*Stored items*
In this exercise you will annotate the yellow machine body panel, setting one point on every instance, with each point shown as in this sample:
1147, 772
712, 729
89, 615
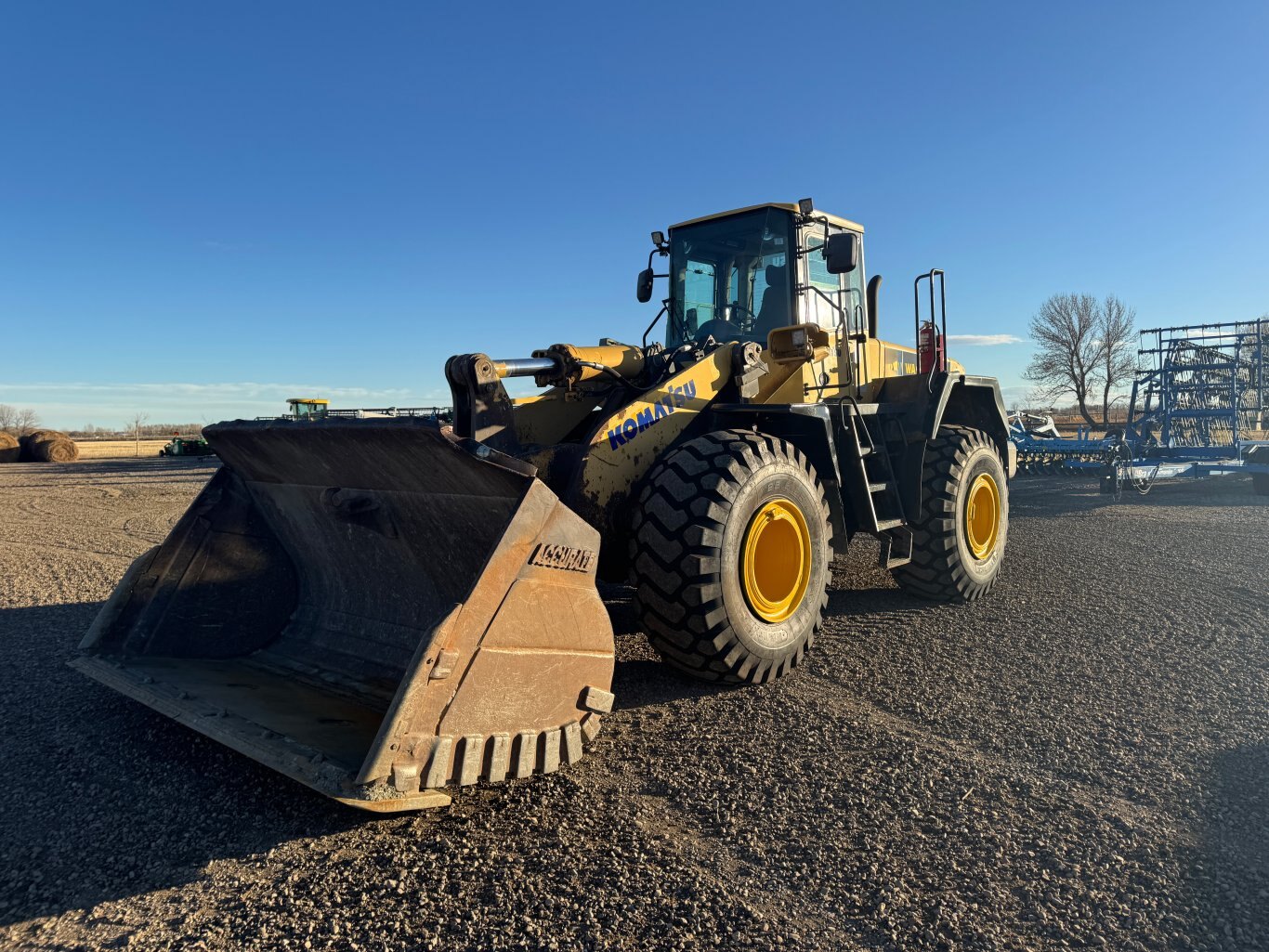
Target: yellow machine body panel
630, 440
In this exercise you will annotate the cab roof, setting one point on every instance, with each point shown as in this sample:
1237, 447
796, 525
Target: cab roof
784, 206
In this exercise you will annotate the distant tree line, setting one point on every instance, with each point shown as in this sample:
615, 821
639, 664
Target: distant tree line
20, 422
131, 430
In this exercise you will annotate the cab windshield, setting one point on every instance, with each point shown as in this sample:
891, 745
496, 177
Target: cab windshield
730, 278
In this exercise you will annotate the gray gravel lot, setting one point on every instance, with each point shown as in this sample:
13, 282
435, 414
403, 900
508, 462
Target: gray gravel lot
1081, 761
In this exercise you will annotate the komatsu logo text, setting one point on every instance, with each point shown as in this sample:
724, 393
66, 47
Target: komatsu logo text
632, 425
552, 556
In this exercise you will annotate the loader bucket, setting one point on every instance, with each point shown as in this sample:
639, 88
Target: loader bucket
376, 608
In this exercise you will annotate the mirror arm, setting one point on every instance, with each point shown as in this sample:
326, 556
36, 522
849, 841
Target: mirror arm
665, 306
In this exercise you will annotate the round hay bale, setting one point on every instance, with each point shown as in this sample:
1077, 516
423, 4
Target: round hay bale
35, 436
56, 449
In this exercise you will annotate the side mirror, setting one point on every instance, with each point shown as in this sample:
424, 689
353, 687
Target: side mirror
645, 286
842, 253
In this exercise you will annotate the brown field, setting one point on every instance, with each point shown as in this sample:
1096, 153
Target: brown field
1080, 761
118, 449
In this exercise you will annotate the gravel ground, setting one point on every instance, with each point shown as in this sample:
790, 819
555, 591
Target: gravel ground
1080, 761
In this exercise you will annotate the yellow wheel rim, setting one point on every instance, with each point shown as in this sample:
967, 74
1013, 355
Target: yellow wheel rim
776, 567
982, 515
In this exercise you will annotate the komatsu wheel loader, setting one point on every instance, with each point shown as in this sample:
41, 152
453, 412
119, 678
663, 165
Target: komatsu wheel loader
382, 608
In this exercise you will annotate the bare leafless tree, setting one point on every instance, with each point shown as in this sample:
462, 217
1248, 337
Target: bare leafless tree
136, 424
24, 422
1068, 349
1117, 333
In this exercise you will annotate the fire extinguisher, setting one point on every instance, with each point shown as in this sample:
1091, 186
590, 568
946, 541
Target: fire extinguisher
930, 354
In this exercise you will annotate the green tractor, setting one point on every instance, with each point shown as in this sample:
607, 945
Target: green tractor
187, 446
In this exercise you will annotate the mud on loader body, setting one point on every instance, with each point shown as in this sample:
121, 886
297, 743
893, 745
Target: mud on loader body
382, 608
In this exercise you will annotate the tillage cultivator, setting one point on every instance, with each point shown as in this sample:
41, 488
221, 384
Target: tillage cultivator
1199, 408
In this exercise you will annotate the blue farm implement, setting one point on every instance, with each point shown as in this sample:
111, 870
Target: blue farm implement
1199, 408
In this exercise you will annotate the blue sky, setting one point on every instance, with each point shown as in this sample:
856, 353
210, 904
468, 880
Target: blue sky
208, 207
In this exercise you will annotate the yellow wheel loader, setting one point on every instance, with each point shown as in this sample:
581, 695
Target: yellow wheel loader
384, 608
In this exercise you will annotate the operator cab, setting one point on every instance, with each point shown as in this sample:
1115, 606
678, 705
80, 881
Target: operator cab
740, 274
307, 408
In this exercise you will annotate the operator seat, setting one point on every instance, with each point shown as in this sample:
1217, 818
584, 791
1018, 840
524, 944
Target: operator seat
774, 310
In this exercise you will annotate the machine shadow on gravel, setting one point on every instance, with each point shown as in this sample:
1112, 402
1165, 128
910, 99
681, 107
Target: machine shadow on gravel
106, 799
1233, 883
641, 682
1056, 495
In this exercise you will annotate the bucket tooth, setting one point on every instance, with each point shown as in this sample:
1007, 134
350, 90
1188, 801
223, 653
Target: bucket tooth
499, 757
474, 757
526, 753
571, 743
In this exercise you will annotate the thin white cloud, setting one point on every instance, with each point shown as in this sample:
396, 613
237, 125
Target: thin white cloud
70, 405
984, 339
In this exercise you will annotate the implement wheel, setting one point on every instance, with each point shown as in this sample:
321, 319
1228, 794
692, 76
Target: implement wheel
730, 554
959, 540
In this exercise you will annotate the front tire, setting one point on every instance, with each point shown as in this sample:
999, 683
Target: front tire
730, 553
959, 540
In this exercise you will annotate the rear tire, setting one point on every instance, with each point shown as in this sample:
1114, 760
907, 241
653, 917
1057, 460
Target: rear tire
730, 554
954, 557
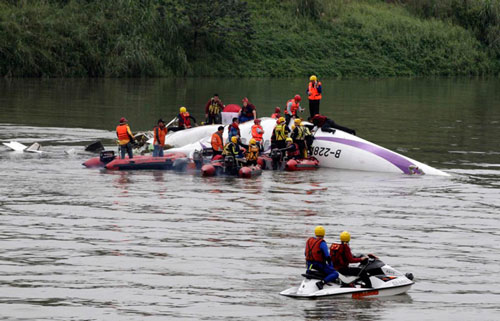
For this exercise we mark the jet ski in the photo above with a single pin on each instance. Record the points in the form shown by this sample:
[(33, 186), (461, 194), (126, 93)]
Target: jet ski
[(386, 281)]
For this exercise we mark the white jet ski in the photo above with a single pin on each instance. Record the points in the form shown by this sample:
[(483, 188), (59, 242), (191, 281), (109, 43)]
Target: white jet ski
[(385, 280)]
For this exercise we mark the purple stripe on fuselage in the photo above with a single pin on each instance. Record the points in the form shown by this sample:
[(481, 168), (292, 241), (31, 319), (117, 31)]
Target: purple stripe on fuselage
[(395, 159)]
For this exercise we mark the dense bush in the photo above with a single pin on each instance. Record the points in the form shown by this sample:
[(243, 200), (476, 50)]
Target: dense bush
[(341, 38)]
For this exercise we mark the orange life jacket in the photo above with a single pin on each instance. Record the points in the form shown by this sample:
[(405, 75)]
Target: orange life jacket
[(294, 108), (123, 134), (313, 250), (253, 152), (186, 120), (216, 141), (159, 135), (255, 133), (313, 91)]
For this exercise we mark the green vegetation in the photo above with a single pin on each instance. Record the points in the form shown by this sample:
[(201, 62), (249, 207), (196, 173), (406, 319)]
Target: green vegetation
[(289, 38)]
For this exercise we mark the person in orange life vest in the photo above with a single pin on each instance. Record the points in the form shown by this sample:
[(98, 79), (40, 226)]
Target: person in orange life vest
[(292, 107), (292, 149), (159, 133), (247, 112), (233, 129), (217, 141), (213, 110), (341, 256), (318, 258), (314, 94), (299, 136), (125, 137), (277, 113), (326, 124), (185, 119), (257, 133)]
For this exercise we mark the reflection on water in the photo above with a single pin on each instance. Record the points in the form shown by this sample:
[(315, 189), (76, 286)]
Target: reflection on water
[(82, 244)]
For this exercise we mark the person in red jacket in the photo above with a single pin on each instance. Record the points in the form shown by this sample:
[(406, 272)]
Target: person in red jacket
[(341, 256), (159, 133)]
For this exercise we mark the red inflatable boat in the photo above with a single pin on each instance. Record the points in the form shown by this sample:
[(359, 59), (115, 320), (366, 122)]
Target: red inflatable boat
[(305, 164)]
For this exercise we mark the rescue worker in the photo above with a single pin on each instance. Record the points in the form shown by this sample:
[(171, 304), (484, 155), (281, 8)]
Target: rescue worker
[(213, 110), (292, 149), (292, 107), (217, 141), (124, 138), (257, 133), (280, 134), (299, 136), (159, 133), (309, 139), (233, 129), (277, 113), (318, 258), (253, 152), (185, 119), (341, 256), (232, 148), (326, 124), (247, 112), (314, 94)]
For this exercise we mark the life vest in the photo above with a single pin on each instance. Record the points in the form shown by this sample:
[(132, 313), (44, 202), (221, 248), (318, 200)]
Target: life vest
[(313, 250), (233, 130), (217, 141), (185, 119), (295, 106), (255, 132), (280, 131), (319, 120), (313, 91), (159, 135), (230, 149), (123, 134), (301, 133), (214, 108), (336, 254), (295, 152), (253, 152)]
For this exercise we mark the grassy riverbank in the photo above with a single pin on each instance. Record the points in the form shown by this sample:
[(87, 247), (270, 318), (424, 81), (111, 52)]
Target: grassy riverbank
[(336, 38)]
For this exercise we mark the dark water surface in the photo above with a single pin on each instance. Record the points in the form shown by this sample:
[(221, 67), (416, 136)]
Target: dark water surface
[(82, 244)]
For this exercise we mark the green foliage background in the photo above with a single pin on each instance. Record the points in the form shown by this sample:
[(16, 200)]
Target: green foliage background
[(257, 38)]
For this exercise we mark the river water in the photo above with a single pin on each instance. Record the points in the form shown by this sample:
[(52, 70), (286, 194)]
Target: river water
[(86, 244)]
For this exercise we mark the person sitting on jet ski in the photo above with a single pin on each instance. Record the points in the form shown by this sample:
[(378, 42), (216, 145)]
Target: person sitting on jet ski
[(252, 152), (326, 124), (233, 148), (341, 256), (318, 258)]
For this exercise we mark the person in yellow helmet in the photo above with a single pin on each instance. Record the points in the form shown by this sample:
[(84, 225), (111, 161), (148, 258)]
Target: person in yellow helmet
[(318, 258), (299, 137), (232, 148), (341, 256), (314, 90)]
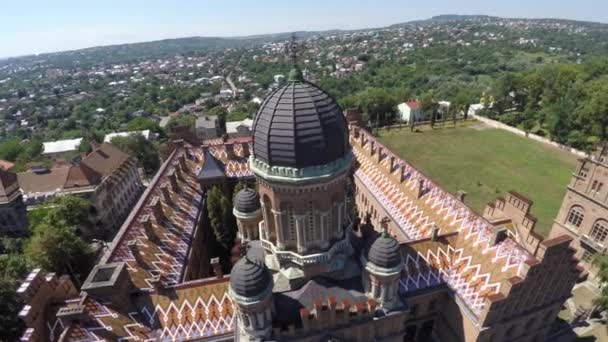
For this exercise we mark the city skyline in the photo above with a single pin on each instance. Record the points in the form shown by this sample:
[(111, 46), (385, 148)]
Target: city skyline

*TASK BRIEF*
Scan the data for lines containing "skyline" and copy all of them.

*YOUR SOLUTION*
For this exercise we mark the city skyline in the photo above with a single pin on each instance. Record the points in the form shown by this sample:
Target: city skyline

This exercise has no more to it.